Well, it sure is getting quiet out there. I put off gathering together my thoughts until Wednesday night and, still, it felt like I’d only posted the last weekly update the day before. Christmas is a-comin’. Right off, however, I need to show you the photo of the week. To the right, tweeted out by Joe of @whatjoewrote after he wrote “making a sacred pilgrimage to a golden place today.” I love a lot about the image but probably the best is that Orval font.

Next up, Stan is finally back. Free loader Stan. Stan the travelin’ man. Stan the guy who drifts into work at 10:45 am saying wide-eyed “what? whataaa?!?” to the questioning stares.  His final roundup for The Session begs the question of why we don’t have one mega-blog and pay him to edit. Why?

Quere: if two contract brewers merge in the forest, does anybody hear?

Nothing says Yuletide like bankruptcy law news. Turns out DME, the eastern Canadian brewing equipment manufacturer, is now confirmed to be $27 million in debt of which $18 million is owed to the Royal Bank of Canada:

The entire list names more than 700 creditors between DME’s operations in Charlottetown and Abbotsford, B.C. The creditors list includes companies from around the world, along with individuals and government agencies. More than 50 of the companies owed money are on P.E.I., along with approximately 140 people with Island addresses… Around $1 million of that is listed as being owed to P.E.I. companies. However, nearly half of the companies and individuals named in the creditors document don’t have dollar amounts listed. Those numbers still have to be determined. The final amount DME owes could change.

So far, as I mentioned last week, these are old stomping grounds and I know the receiver’s lawyer and the judge, now have fed the press backstage and even recommended counsel to international interests. And I am not even involved. Here is the list of the additional unsecured creditors. Their own lawyers are owed around $435,000. Wow. Note that the Indie Alehouse deposit is there but without a noted value. The Toronto Star reported it as being worth $800,000. Many other breweries with deposits are all there but also without a noted value. Sift the clues. Go ahead.

Responding to the news from two weeks ago that Norm was  moving away from beer, Jason Notte has posted a thread of tweets that shares his views on the affect of alcohol on the health of writers, including this one:

A few years ago, the great told me something I wasn’t ready to hear: Craft beer isn’t a trend story and beer consumption isn’t just an industry. When you see rising beer consumption and “drunkest states” listicles, there’s some hurt behind those numbers.

It’s true. You might not like it but it is true. Along those lines, perhaps in miniature, Boak and Bailey recorded a brief conversation overheard in a UK pub:

“My plan is to get back to the office after lunch absolutely hammered.”
“Blimey, careful, mate.”
“Nah, it’s fine — it’s December!”

Yikes. Yik even. To make us all feel as we should – distracted – Mark Dredge has posted some fabulous photos from Vietnam. Fabulous.

A bit less fabulously, I don’t particularly have that particular hate on for “listicles” that those never asked to write one have but this one works for me, 25 from Fortune magazine. It expressly contextualizes the selection well and also notes price. Happy to see that the Ontario’s price for #2 is 50% of what is suggested by the list. I will have my fill over the next few weeks. Ha ha! Sucks to sucks if you don’t live here.

> _DATASET RECORDS_:
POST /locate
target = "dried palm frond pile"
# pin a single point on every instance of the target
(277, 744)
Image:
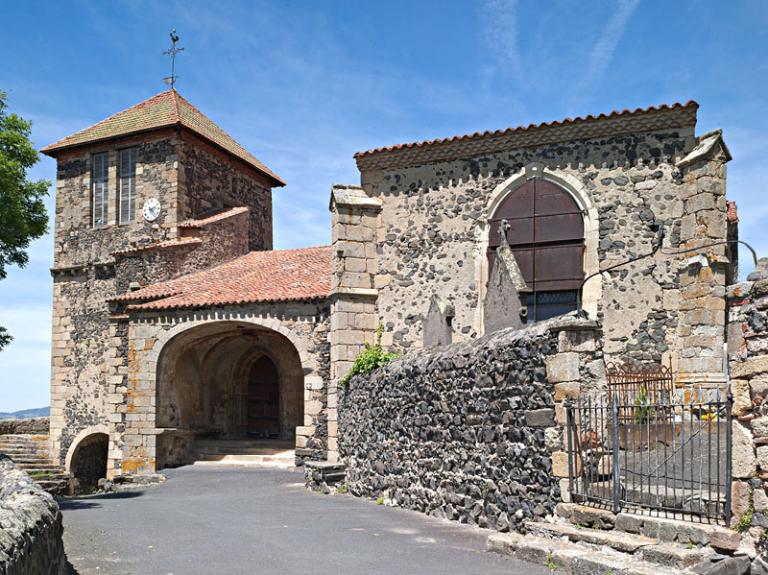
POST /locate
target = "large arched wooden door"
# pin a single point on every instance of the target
(263, 399)
(545, 230)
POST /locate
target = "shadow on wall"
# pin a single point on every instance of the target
(89, 463)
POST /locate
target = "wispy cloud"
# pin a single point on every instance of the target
(501, 35)
(603, 50)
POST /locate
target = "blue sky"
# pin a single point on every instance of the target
(305, 84)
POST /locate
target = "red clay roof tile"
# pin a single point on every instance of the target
(494, 133)
(162, 110)
(260, 276)
(201, 222)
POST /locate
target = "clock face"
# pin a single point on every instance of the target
(151, 209)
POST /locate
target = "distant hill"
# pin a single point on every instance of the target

> _SET PROBLEM_: Copy out everything in the beer news roundup from "Well, it sure" down to "does anybody hear?", changing "Wednesday" to "Thursday".

> _EXERCISE RESULT_:
Well, it sure is getting quiet out there. I put off gathering together my thoughts until Thursday night and, still, it felt like I’d only posted the last weekly update the day before. Christmas is a-comin’. Right off, however, I need to show you the photo of the week. To the right, tweeted out by Joe of @whatjoewrote after he wrote “making a sacred pilgrimage to a golden place today.” I love a lot about the image but probably the best is that Orval font.

Next up, Stan is finally back. Free loader Stan. Stan the travelin’ man. Stan the guy who drifts into work at 10:45 am saying wide-eyed “what? whataaa?!?” to the questioning stares.  His final roundup for The Session begs the question of why we don’t have one mega-blog and pay him to edit. Why?

Quere: if two contract brewers merge in the forest, does anybody hear?